START Source passage

According to the tweet made by Transport secretary Grant Shapps, “Bahrain, Chile, Iceland, Cambodia, Laos, UAE, Qatar and Turks and Caicos Islands have been added to the Travel Corridor list.”

In this regard, travellers arriving from these countries after 4 am on Saturday 14 November will NOT need to self-isolate for two weeks.

In response to this measure taken by the UK government, in easing travel restrictions for the countries as mentioned above, the UAE ambassador His Excellency Mansoor Abulhoul had expressed joy. He had said that “The announcement of a UAE-UK travel corridor today is brilliant news and a testament to the strength of the UAE-UK relationship.” He believes that this lays a promising foundation for when regular international travel resumes. 

The UAE ambassador has also added that “The UAE remains one of the safest places in the world against Covid-19 and continues to have one of the highest testing rates globally. Our hotels, restaurants and malls have been up and running since April and look forward to hosting many British visitors again soon.”

END Source passage

Return the passage about the UK's new travel corridors in full, word for word.

START Data extract

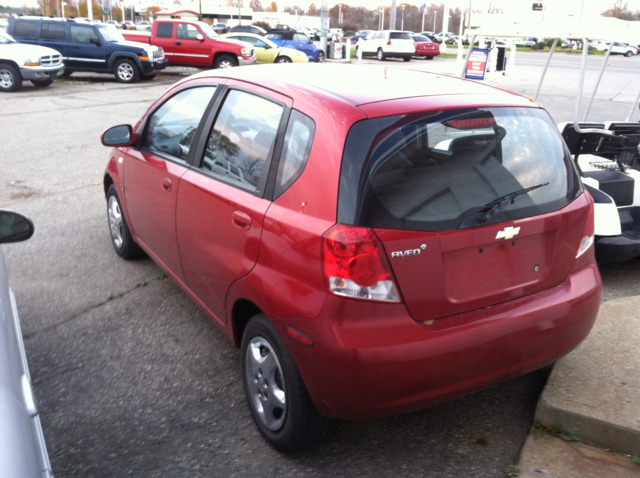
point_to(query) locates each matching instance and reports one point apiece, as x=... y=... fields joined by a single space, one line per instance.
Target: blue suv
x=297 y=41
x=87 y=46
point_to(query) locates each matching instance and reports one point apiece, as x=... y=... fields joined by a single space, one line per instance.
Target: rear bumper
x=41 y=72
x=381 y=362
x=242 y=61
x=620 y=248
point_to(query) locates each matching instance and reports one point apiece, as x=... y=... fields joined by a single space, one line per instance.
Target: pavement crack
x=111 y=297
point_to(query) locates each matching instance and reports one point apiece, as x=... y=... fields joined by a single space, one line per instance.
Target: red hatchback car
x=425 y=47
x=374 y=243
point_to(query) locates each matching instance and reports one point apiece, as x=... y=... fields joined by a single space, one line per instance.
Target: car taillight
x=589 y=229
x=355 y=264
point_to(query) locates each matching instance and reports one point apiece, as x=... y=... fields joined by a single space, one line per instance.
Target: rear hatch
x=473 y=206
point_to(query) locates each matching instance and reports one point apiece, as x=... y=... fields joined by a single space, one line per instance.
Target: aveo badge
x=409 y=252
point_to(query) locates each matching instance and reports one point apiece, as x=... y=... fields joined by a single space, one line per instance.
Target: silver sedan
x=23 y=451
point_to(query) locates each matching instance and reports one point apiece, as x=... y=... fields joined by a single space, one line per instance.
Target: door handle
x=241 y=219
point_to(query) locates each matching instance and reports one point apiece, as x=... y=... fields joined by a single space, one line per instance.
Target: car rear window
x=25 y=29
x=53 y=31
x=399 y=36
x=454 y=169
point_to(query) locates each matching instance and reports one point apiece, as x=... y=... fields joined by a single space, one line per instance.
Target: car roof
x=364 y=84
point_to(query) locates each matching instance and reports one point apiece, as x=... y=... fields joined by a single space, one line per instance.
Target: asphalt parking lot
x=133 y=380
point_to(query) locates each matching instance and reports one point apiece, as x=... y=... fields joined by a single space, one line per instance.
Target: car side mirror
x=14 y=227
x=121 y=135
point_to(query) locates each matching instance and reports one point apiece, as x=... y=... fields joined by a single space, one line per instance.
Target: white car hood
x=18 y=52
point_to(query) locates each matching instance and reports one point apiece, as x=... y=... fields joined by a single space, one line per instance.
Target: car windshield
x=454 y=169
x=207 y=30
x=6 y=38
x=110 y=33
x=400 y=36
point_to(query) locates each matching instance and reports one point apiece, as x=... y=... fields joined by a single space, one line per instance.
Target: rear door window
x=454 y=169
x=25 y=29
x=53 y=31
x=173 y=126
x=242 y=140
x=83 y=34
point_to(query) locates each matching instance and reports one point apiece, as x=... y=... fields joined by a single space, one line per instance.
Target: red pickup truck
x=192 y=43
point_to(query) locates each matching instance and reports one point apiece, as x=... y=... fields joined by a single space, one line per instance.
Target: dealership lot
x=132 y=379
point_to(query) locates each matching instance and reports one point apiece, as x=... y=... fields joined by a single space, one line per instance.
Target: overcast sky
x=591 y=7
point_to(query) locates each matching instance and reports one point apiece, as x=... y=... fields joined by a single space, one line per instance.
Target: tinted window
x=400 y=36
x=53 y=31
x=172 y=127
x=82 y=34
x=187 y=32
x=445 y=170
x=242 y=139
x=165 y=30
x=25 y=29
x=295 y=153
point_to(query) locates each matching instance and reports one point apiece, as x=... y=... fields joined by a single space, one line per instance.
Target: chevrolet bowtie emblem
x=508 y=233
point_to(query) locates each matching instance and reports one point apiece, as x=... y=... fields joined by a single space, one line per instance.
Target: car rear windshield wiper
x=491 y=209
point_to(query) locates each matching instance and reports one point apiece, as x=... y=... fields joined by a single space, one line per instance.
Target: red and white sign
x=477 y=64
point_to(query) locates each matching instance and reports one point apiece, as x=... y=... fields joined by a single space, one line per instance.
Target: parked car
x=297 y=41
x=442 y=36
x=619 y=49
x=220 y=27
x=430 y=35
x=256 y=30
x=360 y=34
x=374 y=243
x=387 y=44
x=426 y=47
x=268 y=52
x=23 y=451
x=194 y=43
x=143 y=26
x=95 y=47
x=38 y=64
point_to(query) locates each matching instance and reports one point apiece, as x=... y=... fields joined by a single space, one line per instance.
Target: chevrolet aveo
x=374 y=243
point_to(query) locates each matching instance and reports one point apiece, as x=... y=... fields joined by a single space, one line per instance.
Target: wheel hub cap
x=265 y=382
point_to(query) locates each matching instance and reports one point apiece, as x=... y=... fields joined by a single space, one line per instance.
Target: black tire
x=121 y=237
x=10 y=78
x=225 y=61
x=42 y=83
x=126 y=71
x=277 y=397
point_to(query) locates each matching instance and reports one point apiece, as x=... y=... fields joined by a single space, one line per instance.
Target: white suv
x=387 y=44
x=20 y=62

END Data extract

** Result **
According to the tweet made by Transport secretary Grant Shapps, “Bahrain, Chile, Iceland, Cambodia, Laos, UAE, Qatar and Turks and Caicos Islands have been added to the Travel Corridor list.”

In this regard, travellers arriving from these countries after 4 am on Saturday 14 November will NOT need to self-isolate for two weeks.

In response to this measure taken by the UK government, in easing travel restrictions for the countries as mentioned above, the UAE ambassador His Excellency Mansoor Abulhoul had expressed joy. He had said that “The announcement of a UAE-UK travel corridor today is brilliant news and a testament to the strength of the UAE-UK relationship.” He believes that this lays a promising foundation for when regular international travel resumes. 

The UAE ambassador has also added that “The UAE remains one of the safest places in the world against Covid-19 and continues to have one of the highest testing rates globally. Our hotels, restaurants and malls have been up and running since April and look forward to hosting many British visitors again soon.”